### Задание
Приведите часть фрагмента о литобъединении от слов «Словарь синонимов –» до слов «трех тысяч книг).» включительно, заменив в ней «книготорг» на «книжный магазин».
**** Исходный фрагмент ****
Словарь ударений – чтобы пародисты не ловили нас на неправильных ударениях.
Словарь синонимов – чтобы мы не хватались за первую же попавшуюся рифму, а
искали незатасканную. С той же целью добывали словари Даля. И т.д. и т.п. По
поводу обеспечения литобъединения дефицитной в те годы литературой было даже
принято особое постановление горкома партии, обязывающее всемогущий книготорг
обеспечивать нас словарями и поэтическими сборниками. Так что на моих книжных
полках, например, собраны едва ли не все словари, какие только издавались в
стране. А художественную литературу, в том числе – поэзию, при переездах, ворча, помогают связывать и
таскать из дома в машину и наоборот все мои многочисленные друзья: собранная в
те годы библиотека насчитывает около трех тысяч книг).
«Свеженькие», горяченькие, «с пылу, с жару»
стихи обкатывались на публике. Мы нередко всем составом отправлялись в рабочее
общежитие, в техническое училище, в школы, в Дом старшеклассников или во Дворец
культуры на очередную встречу с читателями. И там, на мнениях коллег и
любителей поэзии оттачивали только написанные строки. А после, позавидовав, что
кто-то опять написал нечто замечательное, задетые за живое, старались тоже
удивить друзей «новьем».
**** Исходные данные ****
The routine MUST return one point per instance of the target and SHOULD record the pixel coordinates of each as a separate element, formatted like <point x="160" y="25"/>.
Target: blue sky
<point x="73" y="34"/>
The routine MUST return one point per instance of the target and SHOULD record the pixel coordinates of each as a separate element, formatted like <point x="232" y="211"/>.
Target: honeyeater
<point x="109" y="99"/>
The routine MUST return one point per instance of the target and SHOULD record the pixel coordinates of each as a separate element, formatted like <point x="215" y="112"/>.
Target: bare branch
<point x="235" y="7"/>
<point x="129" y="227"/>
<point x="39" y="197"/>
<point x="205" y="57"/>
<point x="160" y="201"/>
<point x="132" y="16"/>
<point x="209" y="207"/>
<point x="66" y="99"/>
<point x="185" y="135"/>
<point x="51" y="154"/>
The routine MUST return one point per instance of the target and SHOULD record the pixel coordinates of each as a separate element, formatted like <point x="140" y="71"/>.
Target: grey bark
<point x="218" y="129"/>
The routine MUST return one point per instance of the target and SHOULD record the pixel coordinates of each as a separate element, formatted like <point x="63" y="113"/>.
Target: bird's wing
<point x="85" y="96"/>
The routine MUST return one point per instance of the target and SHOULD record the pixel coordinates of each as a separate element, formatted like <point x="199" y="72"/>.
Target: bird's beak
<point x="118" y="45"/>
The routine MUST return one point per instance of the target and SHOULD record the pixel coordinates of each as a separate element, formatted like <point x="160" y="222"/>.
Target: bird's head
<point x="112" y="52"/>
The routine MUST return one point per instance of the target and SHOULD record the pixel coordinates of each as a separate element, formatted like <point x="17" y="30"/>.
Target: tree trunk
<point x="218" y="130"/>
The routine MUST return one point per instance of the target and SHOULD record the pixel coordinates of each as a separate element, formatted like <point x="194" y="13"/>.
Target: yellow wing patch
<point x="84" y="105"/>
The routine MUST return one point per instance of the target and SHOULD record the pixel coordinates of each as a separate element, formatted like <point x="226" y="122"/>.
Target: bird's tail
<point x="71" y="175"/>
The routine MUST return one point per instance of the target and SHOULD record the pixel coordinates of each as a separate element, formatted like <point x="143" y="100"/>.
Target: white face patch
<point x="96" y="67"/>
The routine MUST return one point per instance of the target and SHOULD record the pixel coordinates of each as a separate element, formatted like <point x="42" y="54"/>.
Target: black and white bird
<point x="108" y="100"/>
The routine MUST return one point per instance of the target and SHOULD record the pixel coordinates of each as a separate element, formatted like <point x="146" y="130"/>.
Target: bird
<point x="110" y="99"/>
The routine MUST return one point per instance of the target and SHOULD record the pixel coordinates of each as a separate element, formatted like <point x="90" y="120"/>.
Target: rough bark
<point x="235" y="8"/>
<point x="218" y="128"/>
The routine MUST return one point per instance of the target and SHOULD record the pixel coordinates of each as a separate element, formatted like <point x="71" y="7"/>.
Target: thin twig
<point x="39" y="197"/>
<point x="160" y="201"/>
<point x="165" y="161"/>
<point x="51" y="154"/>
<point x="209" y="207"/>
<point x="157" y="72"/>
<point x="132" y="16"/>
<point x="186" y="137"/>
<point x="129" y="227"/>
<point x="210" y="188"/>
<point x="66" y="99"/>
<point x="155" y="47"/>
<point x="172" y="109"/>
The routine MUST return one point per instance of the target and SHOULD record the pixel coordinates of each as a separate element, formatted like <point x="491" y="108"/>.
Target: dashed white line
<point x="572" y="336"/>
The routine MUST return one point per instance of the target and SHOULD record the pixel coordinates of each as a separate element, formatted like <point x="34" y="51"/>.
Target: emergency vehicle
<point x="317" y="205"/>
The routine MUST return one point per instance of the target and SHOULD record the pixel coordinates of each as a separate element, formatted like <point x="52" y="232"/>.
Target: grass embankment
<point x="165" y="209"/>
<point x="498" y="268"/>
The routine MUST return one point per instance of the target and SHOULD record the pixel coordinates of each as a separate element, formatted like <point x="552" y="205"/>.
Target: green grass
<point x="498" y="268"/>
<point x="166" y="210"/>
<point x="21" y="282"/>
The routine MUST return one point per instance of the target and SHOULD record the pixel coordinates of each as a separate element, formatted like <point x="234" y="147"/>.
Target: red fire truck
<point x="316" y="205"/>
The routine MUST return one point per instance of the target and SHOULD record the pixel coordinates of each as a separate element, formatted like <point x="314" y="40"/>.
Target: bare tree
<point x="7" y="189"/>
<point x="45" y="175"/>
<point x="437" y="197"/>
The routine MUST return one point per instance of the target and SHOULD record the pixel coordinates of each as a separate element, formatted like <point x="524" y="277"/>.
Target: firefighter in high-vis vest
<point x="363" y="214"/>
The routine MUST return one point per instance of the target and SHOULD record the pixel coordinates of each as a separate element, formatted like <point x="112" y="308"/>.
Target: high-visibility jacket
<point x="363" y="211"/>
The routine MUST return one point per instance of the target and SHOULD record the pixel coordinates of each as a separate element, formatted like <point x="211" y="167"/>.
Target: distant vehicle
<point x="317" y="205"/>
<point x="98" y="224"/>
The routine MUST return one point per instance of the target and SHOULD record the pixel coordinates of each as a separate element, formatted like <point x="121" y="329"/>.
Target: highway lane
****
### Выполненное задание
Словарь синонимов – чтобы мы не хватались за первую же попавшуюся рифму, а
искали незатасканную. С той же целью добывали словари Даля. И т.д. и т.п. По
поводу обеспечения литобъединения дефицитной в те годы литературой было даже
принято особое постановление горкома партии, обязывающее всемогущий книжный магазин
обеспечивать нас словарями и поэтическими сборниками. Так что на моих книжных
полках, например, собраны едва ли не все словари, какие только издавались в
стране. А художественную литературу, в том числе – поэзию, при переездах, ворча, помогают связывать и
таскать из дома в машину и наоборот все мои многочисленные друзья: собранная в
те годы библиотека насчитывает около трех тысяч книг).